Stored data entries:
## BEGIN

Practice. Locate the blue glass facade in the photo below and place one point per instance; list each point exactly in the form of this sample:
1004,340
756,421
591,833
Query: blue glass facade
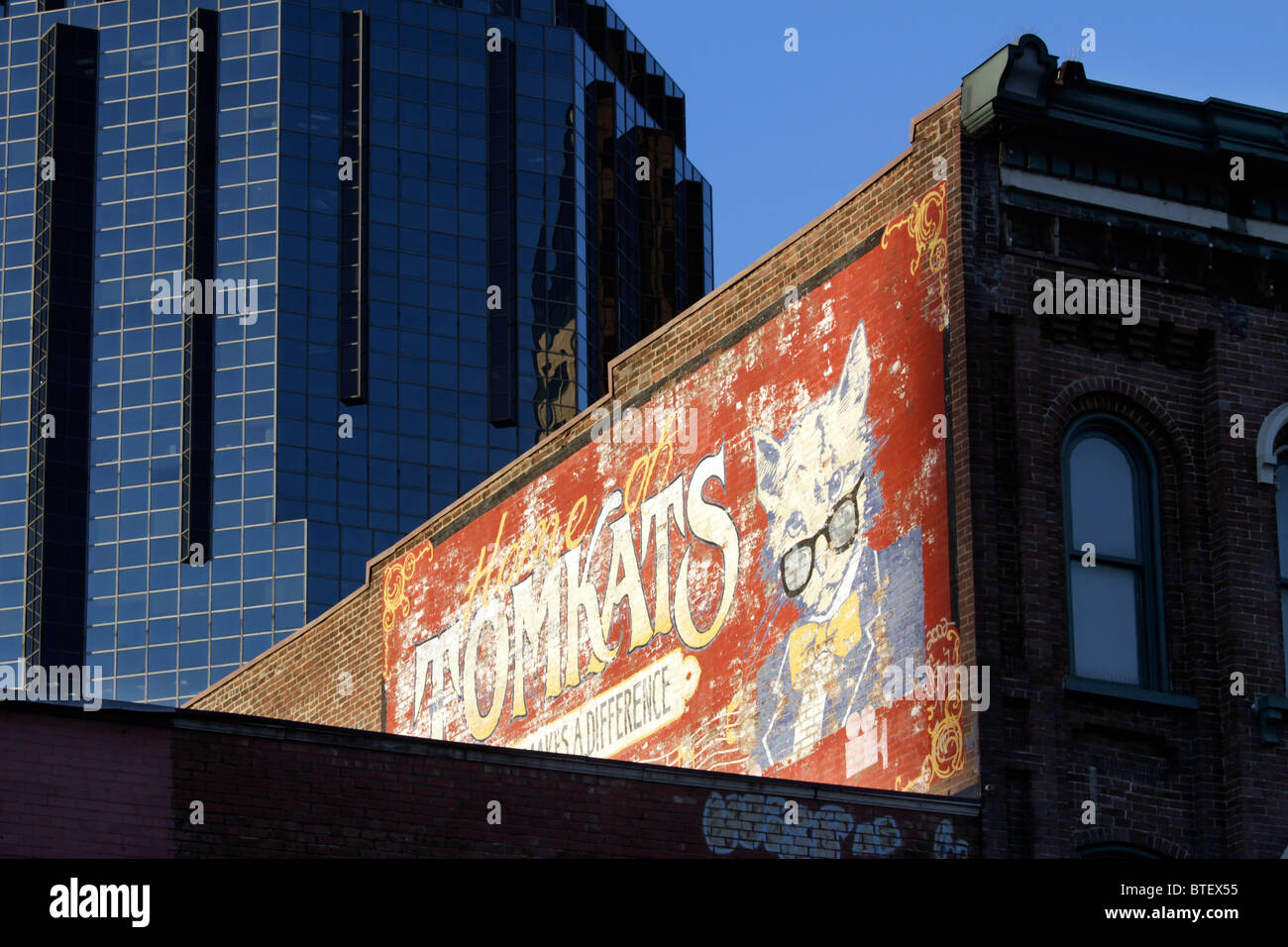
446,228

## END

**WHAT TO DO**
Reproduce the material above verbatim in its entirety, leaving out the pictures.

**FULL OUTPUT**
Practice. Locate the blue glass facade in the photo below and place one point per instance; list each point exactly in the form of this sample:
1004,340
756,421
591,833
Query: blue glass facade
446,228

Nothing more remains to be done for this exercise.